■ **Kutipan yang Diberikan**:
Akhir-akhir ini eskalasi tudingan
pengkafiran baik kepada sesama umat Islam sendiri atau non muslim
mengalami peningkatan yang menghawatirkan. Keutuhan bangsa ini mengalami
ancaman serius, bukan saja mereka sebatas menuding akan tetapi juga
meningkat menjadi penyegelan atas tempat ibadah, hingga penyerangan
kepada kelompok lain dengan tudingan “kafir” hanya karena berbeda cara
memandang Islam.
Kehidupan sekarang ini tidak terpisah
dengan kehidupan masa lalu, cara memahami Islam yang saat ini jelas
tidak berdiri sendiri alias bersambung dengan cara pemahaman umat Islam
sebelumnya. Tentu pada masa Soekarno orang-orang Islam yang memahami
keislamannya secara ekstrim eksis ditengah tengah heterogenitas bangsa
Indonesia yang baru saja tumbuh.
Menghadapi kalangan Islam yang gemar
sekali melontarkan kata-kata atau tudingan ‘kafir’ sebagai refleksi
penolakan atas eksistensi kalangan Islam yang pemahaman keislamannya
berbeda maupun kalangan non Islam, Soekarno ternyata mengkritik dan
mencemooh para ulama-ulama konservatif dan kalangan islamis yang
disebutnya sebagai Islam Sontoloyo sebagai akibat pemahaman tentang
Islam yang tidak dimulai secara dialektika namun melalui pendekatan
dogmatis. Akibatnya hal itu menggambarkan sikap mereka yang terbelakang
dan anti-kemajuan juga ekstrem dalam menyikapi perbedaan. Dalam Surat
Ende 1936, Soekarno menegaskan :
“Kita royal sekali dengan perkataan
‘kafir’. Pengetahuan Barat-kafir; radio dan kedokteran –kafir; pantolan
dan dasi dan topi-kafir; sendok dan garpu dan kursi-kafir; tulisan
Latin-kafir; ya pergaluan dengan bangsa yang bukan Islam pun-kafir!
Padahal apa yang kita namakan Islam? Bukan roh Islam yang
berkobar-kobar, bukan api Islam yang menyala-nyala, bukan amal Islam
yang mengagumkan, tetapi dupa dan kurma dan jubah dan celak mata! Siapa
yang mukanya angker, siapa yang tangannya bau kemenyan, siapa matanya
dicelak dan jubahnya panjang dan menggenggam tasbih yang selalu
berputar-dia, dialah yang kita namakan Islam. Astagafirullah! Inikah
Islam? Inikah agama Allah? Ini? Yang mengkafirkan pengetahuan dan
kecerdasan, mengkafirkan radio dan listrik, mengkafirkan kemoderenan dan
ke-up-to-date-an? Yang mau tinggal mesum saja, tinggal kuno saja, yang
terbelakang saja, tinggal ‘naik onta’ dan ‘makan zonder sendok’ saja
‘seperti di jaman Nabi dan Chalifahnya’? Yang menjadi marah dan murka
kalau mendengar kabar tentang aturan-aturan baru di Turki atau di Iran
atau di Mesir atau di lain-lain negeri Islam di tanah Barat?”

■ **Tugas**:
Jawablah pertanyaan-pertanyaan ini berdasarkan kutipan tentang tudingan kafir:
1. Selain menuding, tindakan apa saja yang disebut makin meningkat?
2. Dengan sebutan apa Soekarno menyebut ulama konservatif dan kalangan islamis?
3. Dalam surat apa Soekarno menyampaikan penegasannya?
Entri sesudah ini merupakan bahan tersendiri yang tidak berhubungan dengan kutipan di atas.

Entri dari sebuah dataset:
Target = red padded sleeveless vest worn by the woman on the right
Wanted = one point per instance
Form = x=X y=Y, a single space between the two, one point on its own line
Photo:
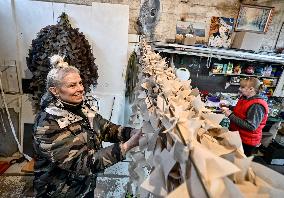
x=252 y=138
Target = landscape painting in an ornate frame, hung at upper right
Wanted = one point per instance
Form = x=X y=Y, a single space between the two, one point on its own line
x=254 y=18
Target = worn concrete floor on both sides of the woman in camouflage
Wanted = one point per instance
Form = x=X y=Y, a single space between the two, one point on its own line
x=113 y=183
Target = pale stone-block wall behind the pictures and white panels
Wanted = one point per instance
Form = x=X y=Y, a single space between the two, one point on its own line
x=199 y=11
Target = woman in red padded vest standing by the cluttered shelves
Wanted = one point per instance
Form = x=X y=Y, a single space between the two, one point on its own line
x=250 y=114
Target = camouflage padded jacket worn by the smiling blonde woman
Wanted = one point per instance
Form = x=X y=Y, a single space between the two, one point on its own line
x=68 y=149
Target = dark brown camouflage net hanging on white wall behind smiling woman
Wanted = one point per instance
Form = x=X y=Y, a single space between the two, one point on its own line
x=66 y=41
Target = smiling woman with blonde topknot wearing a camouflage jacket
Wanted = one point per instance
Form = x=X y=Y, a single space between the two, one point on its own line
x=68 y=135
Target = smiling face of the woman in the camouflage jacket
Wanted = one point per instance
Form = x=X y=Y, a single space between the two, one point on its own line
x=71 y=89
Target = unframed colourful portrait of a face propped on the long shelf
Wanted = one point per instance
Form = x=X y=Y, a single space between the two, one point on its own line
x=220 y=33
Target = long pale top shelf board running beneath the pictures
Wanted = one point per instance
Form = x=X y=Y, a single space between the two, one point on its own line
x=219 y=53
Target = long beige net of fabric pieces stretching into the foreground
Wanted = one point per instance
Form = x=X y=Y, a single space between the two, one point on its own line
x=186 y=150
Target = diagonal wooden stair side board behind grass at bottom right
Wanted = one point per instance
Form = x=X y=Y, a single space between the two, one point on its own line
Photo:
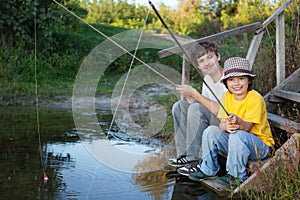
x=286 y=159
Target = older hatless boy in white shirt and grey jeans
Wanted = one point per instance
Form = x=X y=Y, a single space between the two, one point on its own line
x=197 y=111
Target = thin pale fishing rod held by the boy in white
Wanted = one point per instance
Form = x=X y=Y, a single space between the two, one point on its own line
x=115 y=43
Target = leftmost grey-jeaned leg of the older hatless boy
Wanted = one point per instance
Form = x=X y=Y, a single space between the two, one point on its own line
x=179 y=112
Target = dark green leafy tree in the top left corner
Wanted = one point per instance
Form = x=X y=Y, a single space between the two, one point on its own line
x=17 y=21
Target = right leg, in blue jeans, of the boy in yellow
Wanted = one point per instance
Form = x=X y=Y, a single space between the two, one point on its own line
x=242 y=147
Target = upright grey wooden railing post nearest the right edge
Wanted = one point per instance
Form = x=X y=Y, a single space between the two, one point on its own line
x=280 y=48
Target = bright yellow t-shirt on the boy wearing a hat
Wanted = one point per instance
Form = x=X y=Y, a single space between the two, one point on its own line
x=251 y=109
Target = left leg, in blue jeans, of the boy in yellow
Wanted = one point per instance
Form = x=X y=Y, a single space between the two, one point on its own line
x=213 y=140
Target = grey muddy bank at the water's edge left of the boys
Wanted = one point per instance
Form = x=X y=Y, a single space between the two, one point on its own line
x=138 y=114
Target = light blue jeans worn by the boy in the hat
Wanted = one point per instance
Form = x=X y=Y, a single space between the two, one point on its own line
x=240 y=147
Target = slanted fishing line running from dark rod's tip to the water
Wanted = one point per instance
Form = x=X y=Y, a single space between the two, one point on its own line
x=129 y=70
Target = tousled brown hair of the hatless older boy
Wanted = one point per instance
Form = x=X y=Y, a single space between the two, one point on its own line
x=203 y=48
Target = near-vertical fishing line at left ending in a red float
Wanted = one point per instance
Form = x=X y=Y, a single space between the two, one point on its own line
x=36 y=96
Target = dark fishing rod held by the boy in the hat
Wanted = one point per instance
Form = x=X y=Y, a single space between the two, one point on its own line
x=187 y=56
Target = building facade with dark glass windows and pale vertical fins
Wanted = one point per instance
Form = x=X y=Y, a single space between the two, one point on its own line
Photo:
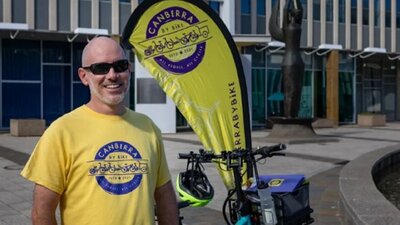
x=351 y=49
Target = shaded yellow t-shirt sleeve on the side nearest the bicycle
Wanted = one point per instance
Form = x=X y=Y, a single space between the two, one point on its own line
x=163 y=171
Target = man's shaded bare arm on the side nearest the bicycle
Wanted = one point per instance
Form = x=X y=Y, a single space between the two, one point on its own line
x=167 y=210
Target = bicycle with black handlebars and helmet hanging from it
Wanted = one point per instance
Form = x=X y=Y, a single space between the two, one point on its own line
x=244 y=205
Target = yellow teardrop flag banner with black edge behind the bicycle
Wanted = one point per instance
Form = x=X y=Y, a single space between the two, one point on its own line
x=189 y=51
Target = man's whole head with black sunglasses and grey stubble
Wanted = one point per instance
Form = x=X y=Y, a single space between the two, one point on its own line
x=107 y=73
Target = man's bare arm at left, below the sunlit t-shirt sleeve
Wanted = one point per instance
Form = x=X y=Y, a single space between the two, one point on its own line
x=45 y=203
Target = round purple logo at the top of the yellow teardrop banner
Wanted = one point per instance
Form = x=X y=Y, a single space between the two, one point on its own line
x=176 y=39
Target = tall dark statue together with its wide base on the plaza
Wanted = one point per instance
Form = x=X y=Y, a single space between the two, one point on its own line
x=290 y=128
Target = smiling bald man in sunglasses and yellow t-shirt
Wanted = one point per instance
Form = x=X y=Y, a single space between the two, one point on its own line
x=102 y=163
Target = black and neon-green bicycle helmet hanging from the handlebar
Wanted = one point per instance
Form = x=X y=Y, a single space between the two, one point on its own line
x=193 y=186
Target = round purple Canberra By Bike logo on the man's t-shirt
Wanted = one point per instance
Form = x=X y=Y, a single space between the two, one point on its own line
x=118 y=167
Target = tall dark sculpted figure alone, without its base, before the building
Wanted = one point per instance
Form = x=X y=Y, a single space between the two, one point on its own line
x=292 y=63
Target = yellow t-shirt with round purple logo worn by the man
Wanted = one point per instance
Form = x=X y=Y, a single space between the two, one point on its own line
x=106 y=168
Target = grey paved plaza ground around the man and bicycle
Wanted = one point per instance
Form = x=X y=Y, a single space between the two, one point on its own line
x=320 y=162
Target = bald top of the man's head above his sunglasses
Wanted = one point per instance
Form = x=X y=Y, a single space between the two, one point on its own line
x=98 y=50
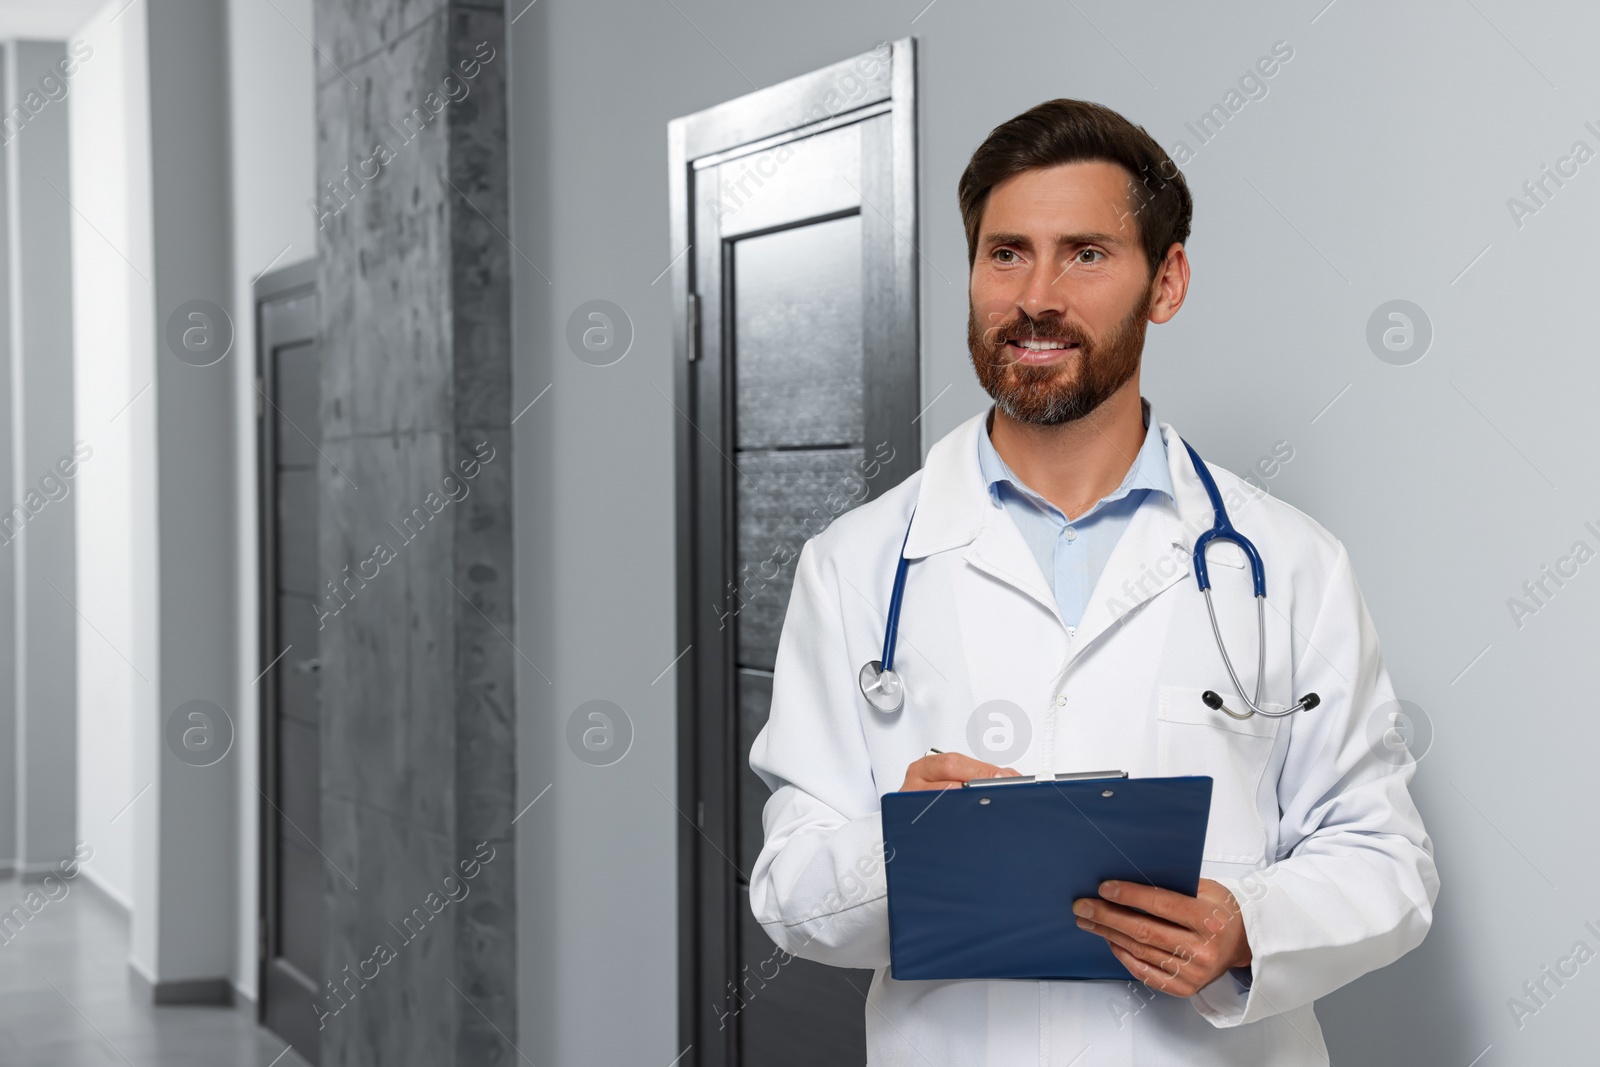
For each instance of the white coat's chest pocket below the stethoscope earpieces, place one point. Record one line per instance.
(1196, 740)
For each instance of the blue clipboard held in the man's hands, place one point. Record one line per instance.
(982, 879)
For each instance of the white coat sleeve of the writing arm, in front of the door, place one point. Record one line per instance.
(818, 887)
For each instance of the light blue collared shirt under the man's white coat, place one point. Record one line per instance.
(1073, 554)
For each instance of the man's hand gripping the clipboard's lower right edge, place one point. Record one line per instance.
(1174, 943)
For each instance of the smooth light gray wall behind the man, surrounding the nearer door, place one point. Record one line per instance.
(1377, 167)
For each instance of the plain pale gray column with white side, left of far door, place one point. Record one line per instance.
(185, 857)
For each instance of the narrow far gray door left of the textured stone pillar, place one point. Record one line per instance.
(292, 868)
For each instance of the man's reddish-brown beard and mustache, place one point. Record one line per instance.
(1065, 391)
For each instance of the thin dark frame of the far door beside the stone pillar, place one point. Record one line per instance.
(282, 284)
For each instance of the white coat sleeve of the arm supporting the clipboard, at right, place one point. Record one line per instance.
(1358, 884)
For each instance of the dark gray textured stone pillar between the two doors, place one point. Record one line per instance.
(420, 665)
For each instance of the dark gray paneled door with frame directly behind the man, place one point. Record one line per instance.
(802, 388)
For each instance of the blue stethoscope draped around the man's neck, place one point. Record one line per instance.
(884, 689)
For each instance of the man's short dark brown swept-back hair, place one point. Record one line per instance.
(1074, 132)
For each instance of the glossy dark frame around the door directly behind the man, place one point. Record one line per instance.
(705, 794)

■ **Jawaban yang Diharapkan**:
1. Penyegelan tempat ibadah dan penyerangan kepada kelompok lain.
2. Islam Sontoloyo.
3. Surat Ende 1936.